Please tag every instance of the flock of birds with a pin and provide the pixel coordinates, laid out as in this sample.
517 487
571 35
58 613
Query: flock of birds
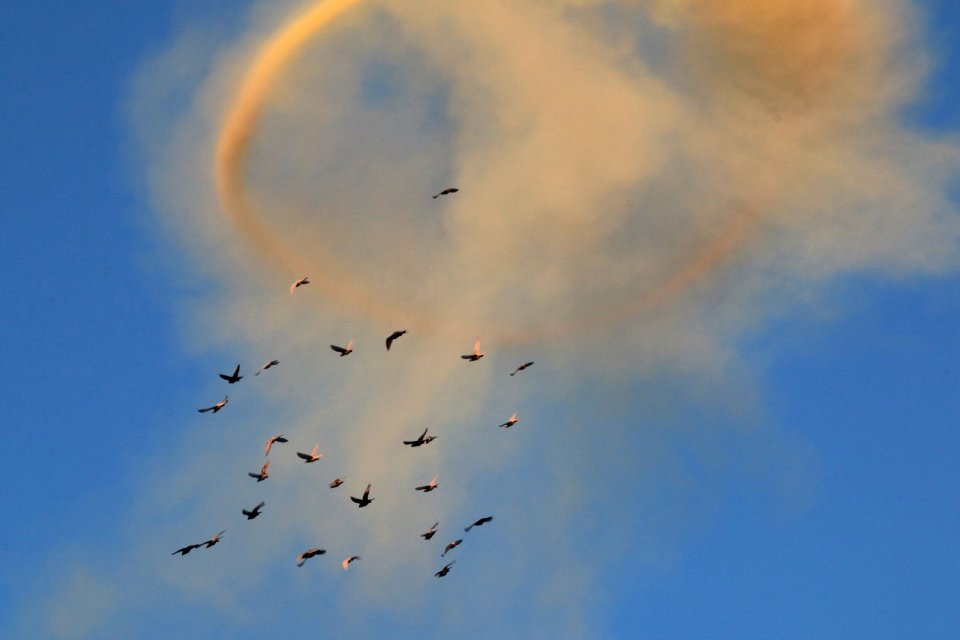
314 455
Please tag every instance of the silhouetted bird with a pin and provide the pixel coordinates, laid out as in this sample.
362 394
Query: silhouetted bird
479 522
253 513
362 502
393 336
232 378
216 407
422 440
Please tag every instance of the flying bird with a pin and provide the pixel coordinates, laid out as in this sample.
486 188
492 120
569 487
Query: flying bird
479 522
427 488
310 457
343 351
272 363
393 336
216 407
422 440
263 475
477 354
430 532
309 553
450 547
253 513
446 192
299 283
365 500
234 377
273 439
525 365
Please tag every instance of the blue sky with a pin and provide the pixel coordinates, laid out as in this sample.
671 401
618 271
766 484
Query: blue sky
814 495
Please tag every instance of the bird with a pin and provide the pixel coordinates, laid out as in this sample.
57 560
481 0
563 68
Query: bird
430 532
309 553
272 363
525 365
185 550
427 488
302 281
310 457
393 336
232 378
343 351
365 500
263 475
216 407
446 191
253 513
422 440
479 522
477 354
271 441
450 547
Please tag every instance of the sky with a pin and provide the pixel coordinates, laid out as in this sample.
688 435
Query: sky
727 234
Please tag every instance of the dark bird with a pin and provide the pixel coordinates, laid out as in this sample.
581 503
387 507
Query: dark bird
450 547
309 553
393 336
362 502
266 449
216 407
430 532
272 363
185 550
253 513
343 351
479 522
299 283
446 192
232 378
422 440
477 354
263 475
310 457
525 365
427 488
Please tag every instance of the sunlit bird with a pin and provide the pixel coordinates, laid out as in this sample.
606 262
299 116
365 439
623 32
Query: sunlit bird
216 407
477 354
310 457
234 377
480 522
393 336
427 488
343 351
253 513
309 553
263 475
299 283
525 365
422 440
365 500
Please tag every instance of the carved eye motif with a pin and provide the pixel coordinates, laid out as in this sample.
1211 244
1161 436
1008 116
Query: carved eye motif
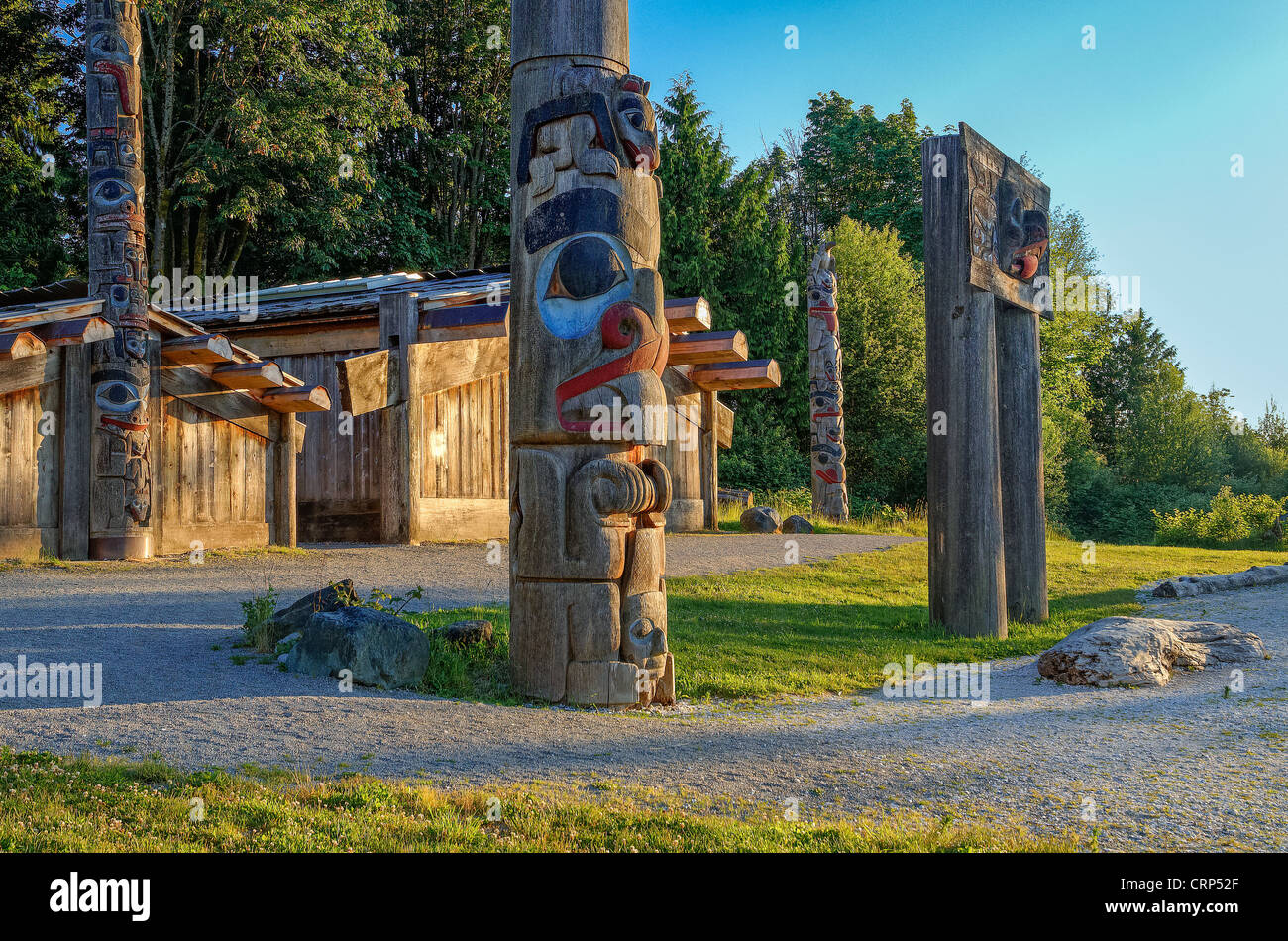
117 398
579 280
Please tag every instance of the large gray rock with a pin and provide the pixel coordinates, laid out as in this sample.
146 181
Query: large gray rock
294 617
1141 652
1253 578
381 649
760 519
798 524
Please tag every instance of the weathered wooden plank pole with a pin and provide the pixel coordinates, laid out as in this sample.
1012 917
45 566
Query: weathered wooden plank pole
827 426
588 347
120 475
986 265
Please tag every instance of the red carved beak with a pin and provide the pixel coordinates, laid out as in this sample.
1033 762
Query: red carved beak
619 325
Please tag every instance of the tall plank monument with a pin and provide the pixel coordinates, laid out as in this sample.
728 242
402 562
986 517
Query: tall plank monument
987 284
588 348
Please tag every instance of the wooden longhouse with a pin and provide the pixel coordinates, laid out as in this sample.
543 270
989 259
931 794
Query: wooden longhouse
223 428
417 447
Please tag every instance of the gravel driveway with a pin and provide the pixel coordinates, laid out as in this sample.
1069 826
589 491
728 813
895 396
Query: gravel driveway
1176 768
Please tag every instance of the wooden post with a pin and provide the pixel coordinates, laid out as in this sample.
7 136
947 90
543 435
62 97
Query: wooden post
281 470
399 437
588 347
120 498
709 463
76 439
827 428
1019 413
986 253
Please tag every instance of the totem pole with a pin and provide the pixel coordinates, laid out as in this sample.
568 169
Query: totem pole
827 426
987 284
121 464
588 348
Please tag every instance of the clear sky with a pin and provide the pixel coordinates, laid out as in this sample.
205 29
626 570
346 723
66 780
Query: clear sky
1136 133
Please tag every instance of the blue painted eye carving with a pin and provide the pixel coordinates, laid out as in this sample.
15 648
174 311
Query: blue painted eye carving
579 280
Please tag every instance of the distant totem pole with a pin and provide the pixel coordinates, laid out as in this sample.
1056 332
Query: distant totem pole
588 348
827 426
987 284
121 465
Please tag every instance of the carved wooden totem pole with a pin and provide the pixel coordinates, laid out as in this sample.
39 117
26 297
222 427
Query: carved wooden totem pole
987 283
827 428
588 348
121 463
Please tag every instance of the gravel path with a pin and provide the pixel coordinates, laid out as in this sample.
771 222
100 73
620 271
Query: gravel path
1177 768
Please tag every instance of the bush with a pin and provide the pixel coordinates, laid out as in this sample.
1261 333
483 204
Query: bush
1231 519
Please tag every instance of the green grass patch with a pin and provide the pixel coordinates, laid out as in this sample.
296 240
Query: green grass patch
90 804
829 627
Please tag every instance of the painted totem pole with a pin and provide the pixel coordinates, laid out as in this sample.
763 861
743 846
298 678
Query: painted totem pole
987 284
121 471
827 426
588 348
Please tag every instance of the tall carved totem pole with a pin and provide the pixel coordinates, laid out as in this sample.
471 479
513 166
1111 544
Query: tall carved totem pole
588 339
987 284
827 428
121 465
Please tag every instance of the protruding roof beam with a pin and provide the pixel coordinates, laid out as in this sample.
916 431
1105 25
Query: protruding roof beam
755 373
261 374
707 348
687 313
204 348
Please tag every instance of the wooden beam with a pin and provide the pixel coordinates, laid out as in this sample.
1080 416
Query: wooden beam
707 348
687 313
304 399
364 382
450 365
18 344
724 425
754 373
263 373
205 348
84 330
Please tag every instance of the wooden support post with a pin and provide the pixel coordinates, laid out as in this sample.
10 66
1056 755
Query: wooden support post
76 433
1019 417
399 439
281 472
986 244
588 601
709 461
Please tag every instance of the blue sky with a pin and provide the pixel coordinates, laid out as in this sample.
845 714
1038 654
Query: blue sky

▬▬▬▬▬▬

* Task: Reproduce the listing above verbatim, starting at the line that contains "Please tag every instance of the wooden beam" and ending with the final line of the listing, both included.

* Result for this exercise:
Please tag every instance of the wooden beam with a pin and provide the pixel coordinates, laid out as in this sample.
1080 416
Query: wooden beam
707 348
687 313
304 399
364 382
450 365
18 344
724 425
754 373
263 373
205 348
84 330
Please tag every instance of the wooden support post with a pin and provide the pixel coordinates, laid out as in this sample.
10 66
1056 755
Query: wooden support post
76 433
1019 417
399 439
281 472
986 244
588 601
709 461
Please tag every instance of the blue sky with a pin and provide the pixel coordinates, laid out as in this sample.
845 714
1038 654
Query: blue sky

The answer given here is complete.